__INSTRUCTIONS FOR THE TASK__: Find every line in the rows below that contains the word "powder", and copy each one.

— Start of RECORDS FOR THIS EXERCISE —

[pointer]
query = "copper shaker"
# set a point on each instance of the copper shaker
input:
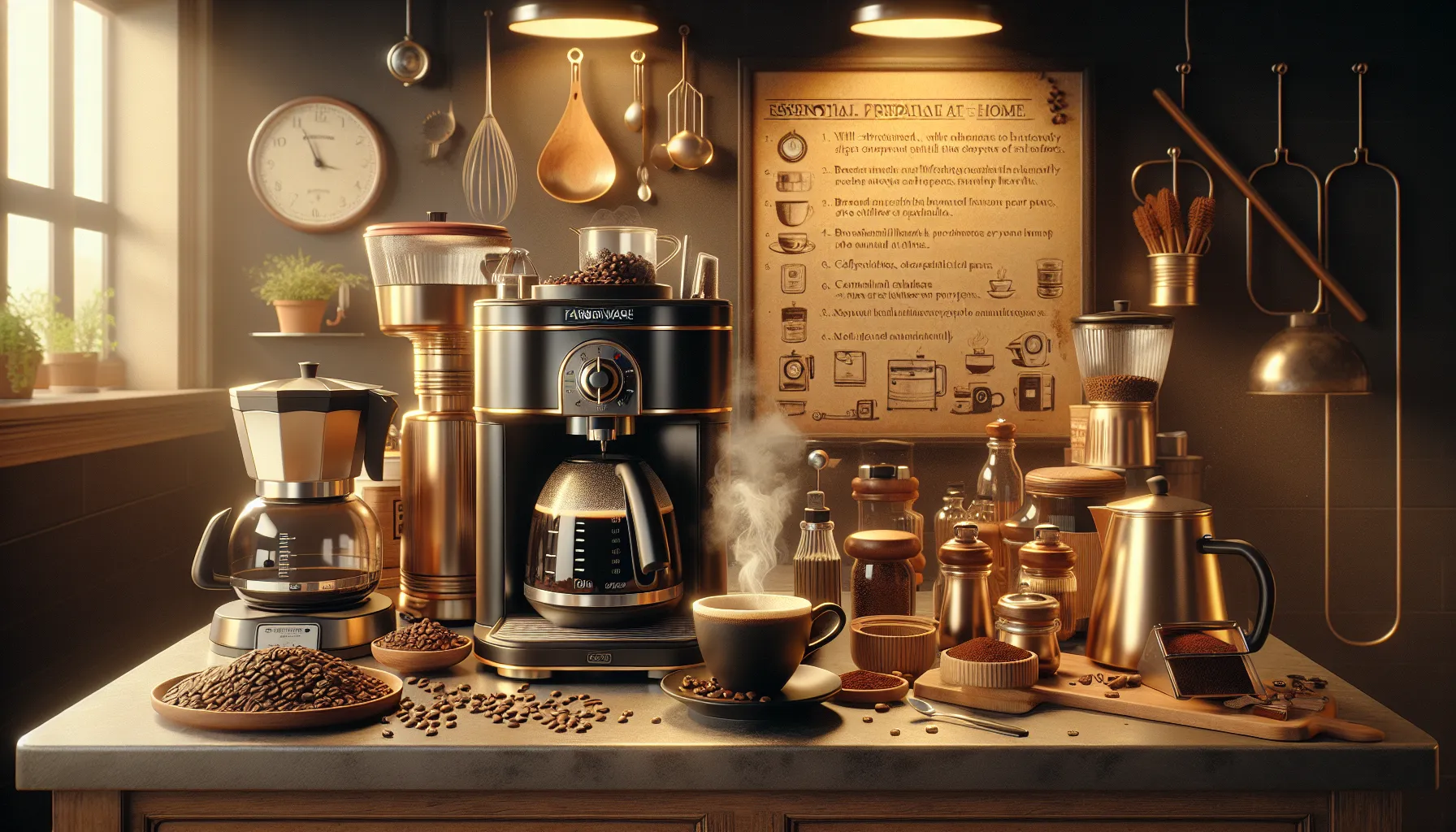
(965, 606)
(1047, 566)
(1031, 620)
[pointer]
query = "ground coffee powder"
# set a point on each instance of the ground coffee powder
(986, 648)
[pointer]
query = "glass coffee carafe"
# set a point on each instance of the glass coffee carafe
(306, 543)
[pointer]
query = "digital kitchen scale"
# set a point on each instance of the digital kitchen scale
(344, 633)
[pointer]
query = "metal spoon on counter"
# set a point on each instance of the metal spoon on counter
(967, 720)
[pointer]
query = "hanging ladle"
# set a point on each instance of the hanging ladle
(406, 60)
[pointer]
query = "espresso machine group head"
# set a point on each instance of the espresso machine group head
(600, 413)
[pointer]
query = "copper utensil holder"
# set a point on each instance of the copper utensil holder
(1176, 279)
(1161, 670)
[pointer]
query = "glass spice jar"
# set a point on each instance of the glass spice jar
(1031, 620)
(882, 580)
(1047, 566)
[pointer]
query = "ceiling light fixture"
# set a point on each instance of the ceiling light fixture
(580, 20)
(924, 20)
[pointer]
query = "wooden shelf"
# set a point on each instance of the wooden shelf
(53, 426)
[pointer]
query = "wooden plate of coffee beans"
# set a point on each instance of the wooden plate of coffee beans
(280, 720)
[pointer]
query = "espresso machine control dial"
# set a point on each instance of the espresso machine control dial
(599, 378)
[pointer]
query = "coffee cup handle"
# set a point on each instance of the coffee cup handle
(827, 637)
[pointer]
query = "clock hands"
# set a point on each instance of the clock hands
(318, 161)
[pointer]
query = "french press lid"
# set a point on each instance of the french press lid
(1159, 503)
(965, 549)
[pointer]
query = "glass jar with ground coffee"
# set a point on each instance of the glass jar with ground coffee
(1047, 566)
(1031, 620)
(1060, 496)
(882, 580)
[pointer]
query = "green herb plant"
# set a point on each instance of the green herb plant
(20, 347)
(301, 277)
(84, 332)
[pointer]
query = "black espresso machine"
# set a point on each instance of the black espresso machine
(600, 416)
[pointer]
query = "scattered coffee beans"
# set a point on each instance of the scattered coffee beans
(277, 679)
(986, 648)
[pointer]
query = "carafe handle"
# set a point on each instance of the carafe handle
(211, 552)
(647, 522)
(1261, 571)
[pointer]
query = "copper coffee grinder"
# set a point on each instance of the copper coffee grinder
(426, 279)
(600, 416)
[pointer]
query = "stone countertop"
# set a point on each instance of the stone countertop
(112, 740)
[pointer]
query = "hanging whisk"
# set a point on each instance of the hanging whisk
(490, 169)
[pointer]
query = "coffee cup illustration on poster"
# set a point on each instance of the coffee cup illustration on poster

— End of RECORDS FOR THIS EXERCISE —

__FULL SOLUTION__:
query = "ground coffee powder"
# set a point on each instance of the ground coffee powder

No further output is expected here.